▸ Task to complete:
All of the data should be restated word for word.

▸ Records to process:
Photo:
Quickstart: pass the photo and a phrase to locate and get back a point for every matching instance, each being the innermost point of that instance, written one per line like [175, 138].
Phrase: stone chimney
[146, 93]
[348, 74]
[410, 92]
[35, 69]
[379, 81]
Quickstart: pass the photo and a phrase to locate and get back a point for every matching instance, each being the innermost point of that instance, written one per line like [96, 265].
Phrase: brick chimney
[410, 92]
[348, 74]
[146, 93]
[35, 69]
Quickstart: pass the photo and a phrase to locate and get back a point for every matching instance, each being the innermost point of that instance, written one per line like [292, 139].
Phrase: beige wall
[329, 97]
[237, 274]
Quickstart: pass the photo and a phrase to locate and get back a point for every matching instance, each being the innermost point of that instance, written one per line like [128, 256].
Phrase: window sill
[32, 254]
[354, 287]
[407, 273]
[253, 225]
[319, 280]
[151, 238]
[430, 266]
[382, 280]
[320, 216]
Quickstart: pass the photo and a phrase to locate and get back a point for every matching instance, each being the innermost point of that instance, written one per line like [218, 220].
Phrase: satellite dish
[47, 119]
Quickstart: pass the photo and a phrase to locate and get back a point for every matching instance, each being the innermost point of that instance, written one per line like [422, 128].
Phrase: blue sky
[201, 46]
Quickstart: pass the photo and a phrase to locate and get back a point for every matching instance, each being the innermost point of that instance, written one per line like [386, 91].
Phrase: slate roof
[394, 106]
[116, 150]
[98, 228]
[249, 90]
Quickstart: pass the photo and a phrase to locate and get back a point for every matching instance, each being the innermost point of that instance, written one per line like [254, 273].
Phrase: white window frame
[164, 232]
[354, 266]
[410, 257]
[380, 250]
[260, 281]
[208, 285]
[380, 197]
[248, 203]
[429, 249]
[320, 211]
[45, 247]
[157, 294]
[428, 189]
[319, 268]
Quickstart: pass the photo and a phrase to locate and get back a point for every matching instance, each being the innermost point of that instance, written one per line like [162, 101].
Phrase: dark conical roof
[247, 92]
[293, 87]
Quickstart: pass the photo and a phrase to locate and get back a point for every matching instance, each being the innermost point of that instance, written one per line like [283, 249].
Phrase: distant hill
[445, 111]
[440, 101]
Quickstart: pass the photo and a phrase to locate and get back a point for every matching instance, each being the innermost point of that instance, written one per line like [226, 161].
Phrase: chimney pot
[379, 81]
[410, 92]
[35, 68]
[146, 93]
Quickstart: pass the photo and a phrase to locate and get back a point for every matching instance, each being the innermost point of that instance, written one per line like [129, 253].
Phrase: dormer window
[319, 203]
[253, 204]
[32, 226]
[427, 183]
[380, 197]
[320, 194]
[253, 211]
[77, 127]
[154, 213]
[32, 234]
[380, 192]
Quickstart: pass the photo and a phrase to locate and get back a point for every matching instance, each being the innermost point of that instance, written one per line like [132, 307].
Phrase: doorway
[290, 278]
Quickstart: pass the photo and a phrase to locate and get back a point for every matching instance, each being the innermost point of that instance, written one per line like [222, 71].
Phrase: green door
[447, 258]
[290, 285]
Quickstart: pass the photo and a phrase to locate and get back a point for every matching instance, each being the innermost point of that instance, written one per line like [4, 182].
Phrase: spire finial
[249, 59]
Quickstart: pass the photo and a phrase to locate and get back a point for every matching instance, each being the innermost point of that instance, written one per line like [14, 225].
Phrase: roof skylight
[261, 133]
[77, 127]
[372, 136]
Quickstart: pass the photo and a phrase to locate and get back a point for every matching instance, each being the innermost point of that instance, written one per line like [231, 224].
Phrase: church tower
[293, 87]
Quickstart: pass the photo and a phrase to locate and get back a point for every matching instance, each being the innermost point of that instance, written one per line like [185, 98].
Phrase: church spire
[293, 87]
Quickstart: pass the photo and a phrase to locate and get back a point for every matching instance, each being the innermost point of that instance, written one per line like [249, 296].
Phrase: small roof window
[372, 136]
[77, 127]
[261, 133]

▸ Solution for this problem:
Photo:
Quickstart: pass the photo and a phrase to locate and get back a point for every matching instance, each being the innermost point of that instance, written one per line like [175, 138].
Phrase: stone chimney
[146, 93]
[348, 74]
[410, 92]
[35, 69]
[379, 81]
Quickstart: pass the photo and a phrase to locate and get back a point for every matching instance, each being the innermost point of that instance, written one per line like [96, 265].
Phrase: brick chimney
[410, 92]
[348, 74]
[146, 93]
[35, 69]
Quickstart: pass the photo and a phrase to locate and get back a point for every matching instance, each being the innermost point of that instance, written one per line like [292, 139].
Phrase: beige wall
[329, 97]
[237, 274]
Quickstart: pass the photo and a phrase to locate and get back a point for every matching instance, each being the innermost point of that instance, written one per line like [128, 256].
Phrase: window sill
[32, 254]
[354, 287]
[407, 273]
[253, 225]
[319, 280]
[151, 238]
[430, 266]
[382, 280]
[320, 216]
Quickstart: pass the photo and a phrase to locate and get back a point for every matching instance, each being the innermost point of that instance, written one per line like [218, 220].
Phrase: satellite dish
[47, 119]
Quickstart: pass the photo and a phrase to locate and get back a point for every matching instance, each being the innermost point of that instance, written one per line like [422, 128].
Phrase: blue sky
[201, 46]
Quickstart: pass the photo and a phrase to locate and get back a point for every matching instance, each being the innermost point of that instance, written one per line like [386, 91].
Phrase: slate roof
[394, 106]
[116, 150]
[98, 228]
[249, 90]
Quickstart: pass the photo and a phrase to locate and get back a point for every matching instance, each being the innermost point of that instance, written one per line like [254, 273].
Phrase: white window frame
[164, 232]
[354, 266]
[410, 257]
[380, 250]
[260, 281]
[208, 285]
[380, 197]
[248, 203]
[429, 249]
[320, 211]
[45, 247]
[157, 294]
[428, 189]
[319, 268]
Quickstart: pass the photo and a phrase to locate and get back a point for every matching instance, each being the innermost point of that instance, written one per line like [162, 101].
Phrase: dark conical roof
[247, 92]
[293, 87]
Quickstart: pass the photo and a phrase to locate and get back a point for every matching instance, each being the innermost point of that instance, written one per line like [283, 249].
Phrase: distant hill
[445, 111]
[440, 101]
Quickstart: pass the photo and a phrase to locate and get back a point for every matching instance, each being the innermost point of that instance, written one per line like [226, 161].
Phrase: chimney pot
[379, 81]
[410, 92]
[35, 68]
[146, 93]
Quickstart: pass the photo and a phrase to locate and get back a point for every matching instance, each being the innermost point of that instance, written one per line like [129, 253].
Phrase: dormer window
[319, 203]
[253, 204]
[32, 226]
[427, 183]
[380, 197]
[320, 194]
[253, 211]
[77, 127]
[154, 213]
[32, 234]
[380, 192]
Quickstart: pass the photo and a phrase to locate and get back a point for every matching instance, each being the innermost point of that instance, written one per line like [132, 307].
Phrase: doorway
[290, 278]
Quickstart: pass the photo and a phrase to locate and get back a point for every matching instance, each being the innermost point of that instance, written one per line like [222, 71].
Phrase: green door
[447, 258]
[290, 285]
Quickstart: pass the photo and a phrase to locate and get back a point for every matching instance, each being the innermost point of that instance, written one per line like [4, 182].
Phrase: spire finial
[249, 59]
Quickstart: pass the photo and a phrase to locate and get back a point for every matching instance, each being the innermost point of that instance, written one per line like [14, 225].
Phrase: roof skylight
[261, 133]
[77, 127]
[372, 136]
Quickstart: pass the photo and a phrase to locate and get back a point for every matching instance, each being the innermost point of that instance, written one per line like [231, 224].
Phrase: church tower
[293, 87]
Quickstart: pass the photo and a phrase to locate and get back a point for every matching instance, each being the innermost point of that instance, written one per line like [185, 98].
Phrase: church spire
[293, 87]
Quickstart: pass the photo and a phrase to locate and get back a point for every matching instance, each being the innermost point of that instance, written one per line like [249, 296].
Phrase: small roof window
[372, 136]
[77, 127]
[261, 133]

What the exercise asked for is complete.